Could you repeat only the lines from the one containing "task: outline the shirt collar" through the one containing "[[[392,424],[481,425],[482,258],[411,297]]]", changing "separate parts" to "disjoint parts" and leaving everything else as it is?

* EXERCISE INPUTS:

--

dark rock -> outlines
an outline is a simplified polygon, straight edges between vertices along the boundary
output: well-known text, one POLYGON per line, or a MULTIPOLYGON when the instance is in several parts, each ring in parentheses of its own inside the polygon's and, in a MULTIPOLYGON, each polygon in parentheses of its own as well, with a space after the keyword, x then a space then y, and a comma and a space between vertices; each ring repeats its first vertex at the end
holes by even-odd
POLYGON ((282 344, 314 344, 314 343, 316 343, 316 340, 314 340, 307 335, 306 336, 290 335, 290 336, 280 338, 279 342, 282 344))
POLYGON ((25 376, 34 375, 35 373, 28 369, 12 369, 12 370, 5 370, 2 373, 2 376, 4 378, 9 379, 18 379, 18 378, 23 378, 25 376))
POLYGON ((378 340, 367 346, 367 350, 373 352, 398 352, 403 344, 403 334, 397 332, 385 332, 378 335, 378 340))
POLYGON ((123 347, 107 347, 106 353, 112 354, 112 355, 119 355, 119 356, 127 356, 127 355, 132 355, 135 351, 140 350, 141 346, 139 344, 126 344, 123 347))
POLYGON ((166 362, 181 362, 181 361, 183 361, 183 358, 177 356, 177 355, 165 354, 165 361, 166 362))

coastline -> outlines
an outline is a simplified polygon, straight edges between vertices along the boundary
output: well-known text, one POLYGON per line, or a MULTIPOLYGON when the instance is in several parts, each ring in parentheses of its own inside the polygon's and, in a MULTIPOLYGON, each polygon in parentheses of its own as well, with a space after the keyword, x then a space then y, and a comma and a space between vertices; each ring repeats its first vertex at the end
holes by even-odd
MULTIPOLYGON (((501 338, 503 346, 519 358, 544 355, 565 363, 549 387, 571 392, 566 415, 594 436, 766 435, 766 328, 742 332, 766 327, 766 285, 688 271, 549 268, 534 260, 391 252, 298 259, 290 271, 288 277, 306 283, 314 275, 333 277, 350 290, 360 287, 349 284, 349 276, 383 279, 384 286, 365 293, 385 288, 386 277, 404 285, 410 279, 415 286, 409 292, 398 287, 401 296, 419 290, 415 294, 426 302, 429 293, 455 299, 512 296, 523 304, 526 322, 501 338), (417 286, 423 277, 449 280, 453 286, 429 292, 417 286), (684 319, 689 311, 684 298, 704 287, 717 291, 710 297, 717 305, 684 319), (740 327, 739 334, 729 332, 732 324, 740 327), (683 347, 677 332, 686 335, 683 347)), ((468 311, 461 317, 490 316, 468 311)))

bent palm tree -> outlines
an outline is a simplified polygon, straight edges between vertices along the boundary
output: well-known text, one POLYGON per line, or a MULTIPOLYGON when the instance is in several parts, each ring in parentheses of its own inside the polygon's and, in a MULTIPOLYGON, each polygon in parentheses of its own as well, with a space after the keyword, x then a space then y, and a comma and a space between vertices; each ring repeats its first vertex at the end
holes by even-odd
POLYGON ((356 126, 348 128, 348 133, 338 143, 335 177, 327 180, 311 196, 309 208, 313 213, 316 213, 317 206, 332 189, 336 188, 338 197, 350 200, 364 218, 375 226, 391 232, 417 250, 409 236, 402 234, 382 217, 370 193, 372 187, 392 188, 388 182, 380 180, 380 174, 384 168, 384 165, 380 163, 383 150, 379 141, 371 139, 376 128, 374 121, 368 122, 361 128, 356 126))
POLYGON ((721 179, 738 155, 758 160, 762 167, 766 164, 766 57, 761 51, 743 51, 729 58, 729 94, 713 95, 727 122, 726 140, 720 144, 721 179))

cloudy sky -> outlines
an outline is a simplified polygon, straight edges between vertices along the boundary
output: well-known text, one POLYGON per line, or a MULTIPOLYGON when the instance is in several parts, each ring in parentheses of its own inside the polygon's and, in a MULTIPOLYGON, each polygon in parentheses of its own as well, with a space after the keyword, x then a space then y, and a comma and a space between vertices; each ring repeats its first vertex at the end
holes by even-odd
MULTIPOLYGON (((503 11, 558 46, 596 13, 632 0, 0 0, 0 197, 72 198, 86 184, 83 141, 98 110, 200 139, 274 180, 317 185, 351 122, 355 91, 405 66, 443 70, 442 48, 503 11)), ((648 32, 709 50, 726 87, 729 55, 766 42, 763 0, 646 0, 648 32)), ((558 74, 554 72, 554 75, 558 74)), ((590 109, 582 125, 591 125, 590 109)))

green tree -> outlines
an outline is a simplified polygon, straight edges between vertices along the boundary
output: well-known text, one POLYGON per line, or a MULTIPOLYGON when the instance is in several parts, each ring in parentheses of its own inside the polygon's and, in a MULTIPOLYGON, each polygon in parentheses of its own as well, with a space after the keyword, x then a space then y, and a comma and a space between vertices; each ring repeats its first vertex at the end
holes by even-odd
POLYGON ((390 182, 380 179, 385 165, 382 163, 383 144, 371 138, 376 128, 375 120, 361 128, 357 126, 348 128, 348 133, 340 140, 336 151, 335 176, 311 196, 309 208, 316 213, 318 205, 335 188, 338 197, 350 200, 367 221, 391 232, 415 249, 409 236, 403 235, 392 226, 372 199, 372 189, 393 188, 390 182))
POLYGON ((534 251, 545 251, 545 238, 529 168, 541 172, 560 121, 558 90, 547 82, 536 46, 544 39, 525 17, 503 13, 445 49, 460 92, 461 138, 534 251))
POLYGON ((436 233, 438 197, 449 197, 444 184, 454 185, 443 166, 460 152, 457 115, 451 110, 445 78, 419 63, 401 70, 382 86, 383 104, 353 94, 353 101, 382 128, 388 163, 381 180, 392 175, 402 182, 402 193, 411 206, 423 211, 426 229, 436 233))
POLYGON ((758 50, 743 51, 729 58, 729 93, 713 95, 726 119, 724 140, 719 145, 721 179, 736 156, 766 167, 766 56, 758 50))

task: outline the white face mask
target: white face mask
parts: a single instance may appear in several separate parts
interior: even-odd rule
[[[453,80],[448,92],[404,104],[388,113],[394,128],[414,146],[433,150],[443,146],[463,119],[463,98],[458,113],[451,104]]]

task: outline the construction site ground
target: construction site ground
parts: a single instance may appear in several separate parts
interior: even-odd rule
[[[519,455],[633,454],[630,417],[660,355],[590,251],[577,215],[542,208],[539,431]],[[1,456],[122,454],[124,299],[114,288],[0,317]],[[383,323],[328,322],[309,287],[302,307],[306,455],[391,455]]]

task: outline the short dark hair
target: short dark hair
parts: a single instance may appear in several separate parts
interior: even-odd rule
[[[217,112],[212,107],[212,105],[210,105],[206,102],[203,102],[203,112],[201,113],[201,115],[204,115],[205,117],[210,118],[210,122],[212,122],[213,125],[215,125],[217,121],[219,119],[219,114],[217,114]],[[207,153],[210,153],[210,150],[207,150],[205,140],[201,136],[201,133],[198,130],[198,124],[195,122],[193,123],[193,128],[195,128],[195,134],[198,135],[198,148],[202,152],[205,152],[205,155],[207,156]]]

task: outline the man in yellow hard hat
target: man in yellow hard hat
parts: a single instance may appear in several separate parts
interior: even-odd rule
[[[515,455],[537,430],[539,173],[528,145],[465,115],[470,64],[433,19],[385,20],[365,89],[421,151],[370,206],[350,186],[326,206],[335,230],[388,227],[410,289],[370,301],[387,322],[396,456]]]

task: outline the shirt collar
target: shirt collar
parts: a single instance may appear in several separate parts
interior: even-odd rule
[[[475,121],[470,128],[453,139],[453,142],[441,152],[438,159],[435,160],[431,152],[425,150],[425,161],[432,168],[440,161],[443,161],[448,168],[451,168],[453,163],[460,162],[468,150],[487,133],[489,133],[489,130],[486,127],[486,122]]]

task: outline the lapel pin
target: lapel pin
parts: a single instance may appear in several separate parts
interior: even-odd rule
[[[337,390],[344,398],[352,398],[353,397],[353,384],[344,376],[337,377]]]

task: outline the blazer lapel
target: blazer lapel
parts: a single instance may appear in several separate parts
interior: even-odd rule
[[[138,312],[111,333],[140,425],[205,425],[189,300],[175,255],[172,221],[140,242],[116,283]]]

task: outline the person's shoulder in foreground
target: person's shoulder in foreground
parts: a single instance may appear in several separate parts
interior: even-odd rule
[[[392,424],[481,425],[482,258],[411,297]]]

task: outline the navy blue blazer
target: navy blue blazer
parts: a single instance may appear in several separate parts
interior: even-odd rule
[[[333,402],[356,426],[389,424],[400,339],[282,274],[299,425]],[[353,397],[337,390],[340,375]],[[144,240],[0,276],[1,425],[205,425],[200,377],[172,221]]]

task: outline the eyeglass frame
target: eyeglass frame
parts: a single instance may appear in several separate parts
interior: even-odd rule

--

* SOLUTION FOR THIS PROBLEM:
task: outline the shirt collar
target: shirt collar
parts: a single instance may appear in several disjoint parts
interior: even-odd rule
[[[475,121],[470,128],[453,139],[453,142],[441,152],[438,159],[435,160],[431,152],[425,150],[425,161],[432,168],[440,161],[443,161],[448,168],[451,168],[453,163],[460,162],[468,150],[487,133],[489,133],[489,130],[486,127],[486,122]]]

task: outline the lapel pin
target: lapel pin
parts: a single instance may appear in several disjoint parts
interior: even-odd rule
[[[337,390],[344,398],[352,398],[353,397],[353,384],[344,376],[337,377]]]

task: outline the blazer lapel
target: blazer lapel
parts: a single instance may appear in several disjoint parts
interior: even-odd rule
[[[138,312],[111,333],[140,425],[205,425],[189,300],[175,255],[172,221],[140,242],[116,283]]]

task: outline the person's shoulder in foreground
target: person's shoulder in foreground
parts: a single instance may appear in several disjoint parts
interior: even-odd rule
[[[392,424],[481,425],[482,258],[411,297]]]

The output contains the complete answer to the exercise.